> [KUTIPAN TEKS]
========
Nama :
Suriani
NIM : 12/338550/PSA/7236
Mata Kuliah :
Historiografi
Syair
Sultan Fansuri dalam “Sultan, Pahlawan dan Hakim”
Syair Sultan
Fansuri
Sebelum menuju
ke penjelasan yang lebih jauh, sedikit saya beri penjelasan awal tentang syair.
Kata syair berasal dari bahasa Arab yang berarti perasaan. Syair dalam
kesusastraan Melayu merujuk pada pengertian puisi secara umum. Akan tetapi,
dalam perkembangannya, syair tersebut mengalami perubahan dan modifikasi
sehingga syair di desain sesuai dengan keadaan dan situasi yang terjadi[1]. Syair
dan prosa adalah salah satu produk dari historiografi tradisional. Sebagai
contoh adalah Syair Sultan Fansuri yang dijelaskan oleh Henri Chambert-Lior
dalam tulisannya.
========
> [CUPLIKAN ENTRI]
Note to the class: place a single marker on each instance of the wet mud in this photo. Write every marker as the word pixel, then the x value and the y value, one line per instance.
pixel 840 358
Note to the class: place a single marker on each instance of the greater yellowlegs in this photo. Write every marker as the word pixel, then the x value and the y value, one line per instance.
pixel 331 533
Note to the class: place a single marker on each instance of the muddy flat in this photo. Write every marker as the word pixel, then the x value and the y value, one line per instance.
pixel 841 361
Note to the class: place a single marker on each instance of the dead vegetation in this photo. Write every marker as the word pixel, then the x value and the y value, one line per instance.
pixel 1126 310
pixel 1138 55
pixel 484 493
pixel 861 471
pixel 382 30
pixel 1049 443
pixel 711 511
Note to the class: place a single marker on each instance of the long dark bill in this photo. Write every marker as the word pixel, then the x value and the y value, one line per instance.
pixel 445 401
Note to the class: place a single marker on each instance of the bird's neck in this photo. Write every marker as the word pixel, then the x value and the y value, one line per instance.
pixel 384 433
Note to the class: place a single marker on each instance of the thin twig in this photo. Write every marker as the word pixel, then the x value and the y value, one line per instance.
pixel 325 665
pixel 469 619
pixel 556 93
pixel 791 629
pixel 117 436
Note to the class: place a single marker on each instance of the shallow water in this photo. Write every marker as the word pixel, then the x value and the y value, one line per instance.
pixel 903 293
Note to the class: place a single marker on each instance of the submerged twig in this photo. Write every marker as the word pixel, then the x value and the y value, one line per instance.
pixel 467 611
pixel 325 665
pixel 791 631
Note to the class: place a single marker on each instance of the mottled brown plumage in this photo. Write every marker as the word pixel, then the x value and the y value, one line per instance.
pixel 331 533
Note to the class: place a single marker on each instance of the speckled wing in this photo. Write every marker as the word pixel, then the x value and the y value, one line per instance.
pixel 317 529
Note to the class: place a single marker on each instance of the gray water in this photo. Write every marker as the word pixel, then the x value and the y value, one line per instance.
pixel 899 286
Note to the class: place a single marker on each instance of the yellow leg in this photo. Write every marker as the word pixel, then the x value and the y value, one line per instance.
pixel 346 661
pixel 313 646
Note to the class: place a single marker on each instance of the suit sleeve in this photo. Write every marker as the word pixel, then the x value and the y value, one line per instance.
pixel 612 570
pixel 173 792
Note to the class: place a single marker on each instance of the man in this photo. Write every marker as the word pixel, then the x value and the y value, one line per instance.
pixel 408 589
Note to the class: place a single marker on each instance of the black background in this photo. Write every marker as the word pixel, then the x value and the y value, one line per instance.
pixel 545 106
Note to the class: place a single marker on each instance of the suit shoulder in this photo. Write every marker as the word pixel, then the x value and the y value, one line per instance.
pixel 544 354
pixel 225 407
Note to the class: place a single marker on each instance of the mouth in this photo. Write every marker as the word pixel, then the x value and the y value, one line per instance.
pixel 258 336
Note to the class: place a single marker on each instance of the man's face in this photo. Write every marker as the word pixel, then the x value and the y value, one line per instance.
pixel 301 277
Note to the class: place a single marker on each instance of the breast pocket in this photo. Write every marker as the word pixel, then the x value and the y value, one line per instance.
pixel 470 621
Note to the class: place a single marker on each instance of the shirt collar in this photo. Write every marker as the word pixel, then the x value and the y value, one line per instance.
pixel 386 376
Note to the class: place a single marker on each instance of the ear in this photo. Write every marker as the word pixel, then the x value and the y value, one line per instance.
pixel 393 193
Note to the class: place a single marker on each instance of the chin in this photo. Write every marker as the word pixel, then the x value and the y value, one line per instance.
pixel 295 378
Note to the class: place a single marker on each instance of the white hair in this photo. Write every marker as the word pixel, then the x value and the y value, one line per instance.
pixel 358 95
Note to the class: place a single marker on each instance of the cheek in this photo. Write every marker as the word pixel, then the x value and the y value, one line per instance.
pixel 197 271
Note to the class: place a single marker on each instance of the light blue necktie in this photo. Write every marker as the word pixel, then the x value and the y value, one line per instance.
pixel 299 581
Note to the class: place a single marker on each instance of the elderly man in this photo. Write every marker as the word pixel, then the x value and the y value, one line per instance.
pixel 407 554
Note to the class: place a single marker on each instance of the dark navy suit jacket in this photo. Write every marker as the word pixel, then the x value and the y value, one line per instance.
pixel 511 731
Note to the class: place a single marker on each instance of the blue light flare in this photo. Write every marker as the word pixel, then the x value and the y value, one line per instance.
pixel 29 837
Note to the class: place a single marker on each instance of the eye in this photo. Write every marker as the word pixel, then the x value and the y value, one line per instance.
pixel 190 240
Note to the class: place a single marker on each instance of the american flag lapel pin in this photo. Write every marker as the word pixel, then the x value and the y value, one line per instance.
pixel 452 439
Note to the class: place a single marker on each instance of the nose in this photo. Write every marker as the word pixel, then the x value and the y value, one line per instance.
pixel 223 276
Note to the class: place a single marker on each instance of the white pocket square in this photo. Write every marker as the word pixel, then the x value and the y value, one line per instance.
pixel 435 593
========
> [DAFTAR TUGAS]
- 1) Ringkaslah kutipan teks tentang syair dalam dua kalimat.
- 2) Jawablah pertanyaan berikut berdasarkan kutipan teks tentang syair.
(a) Dari bahasa apa kata syair berasal?
(b) Dalam kesusastraan Melayu, syair merujuk pada pengertian apa?
(c) Syair dan prosa disebut sebagai produk dari apa?
- 3) Teruskan kutipan teks tentang syair mulai setelah kalimat terakhirnya.

> [JAWABAN PER TUGAS]
- 1) Kata syair berasal dari bahasa Arab yang berarti perasaan dan dalam kesusastraan Melayu merujuk pada puisi secara umum, tetapi dalam perkembangannya mengalami perubahan dan modifikasi sehingga dirancang sesuai dengan keadaan dan situasi yang terjadi. Syair dan prosa merupakan salah satu produk historiografi tradisional, dan Syair Sultan Fansuri menjadi salah satu contohnya.

- 2)
(a) Bahasa Arab.
(b) Puisi secara umum.
(c) Historiografi tradisional.

- 3)
Naskah Syair
Sultan Fansuri adalah sebuah teks yang di dalamnya terdapat dua bagian, yaitu
bagian awalnya puisi dan bagian selanjutnya prosa. Syair ini memiliki daya tarik melalui isinya
yang bernilai sejarah[2]. Isi
dari syair ini adalah mengenai sebuah riwayat raja yang memerintah, dan ilmu
pemerintah, mengenai sejarah Barus (Fansur).
Untuk
memahami cerita sejarah dalam Syair Sultan Fansuri ini, syair ini tidak bisa
dibaca sendiri, harus dibarengi oleh teks pendukung lain, seperti Hikayat
Tjrita Barus, Kronik Hulu dan Hilir dan teks-teks lainnya. Teks-teks tersebut
mengungkapkan fakta sejarah tentang keadaan-keadaan di Barus pada masa itu,
baik kehidupan politik, sosial dan ekonomi. Sehingga sedikit saja celah kosong
yang mungkin akan tidak berisi dalam penceritaan dan penulisasn sejarah Barus
selanjutnya.
Melalui teks-teks
tersebut juga kita bisa menemukan banyak fakta lainnya, diantaranya cerita
tentang silsilah raja-raja Barus, selanjutnya terbentuknya dua kerajaan Hulu
dan Hilir, interaksi Barus dengan Aceh, interaksi sultan dengan pemerintah
kolonial dan fakta sejarah lainnya. Fakta-fakta tersebut tidak tertulis secara
langsung, namun tersirat melalui kata-kata yang disusun dalam padanan berlarik,
berirama dan rima.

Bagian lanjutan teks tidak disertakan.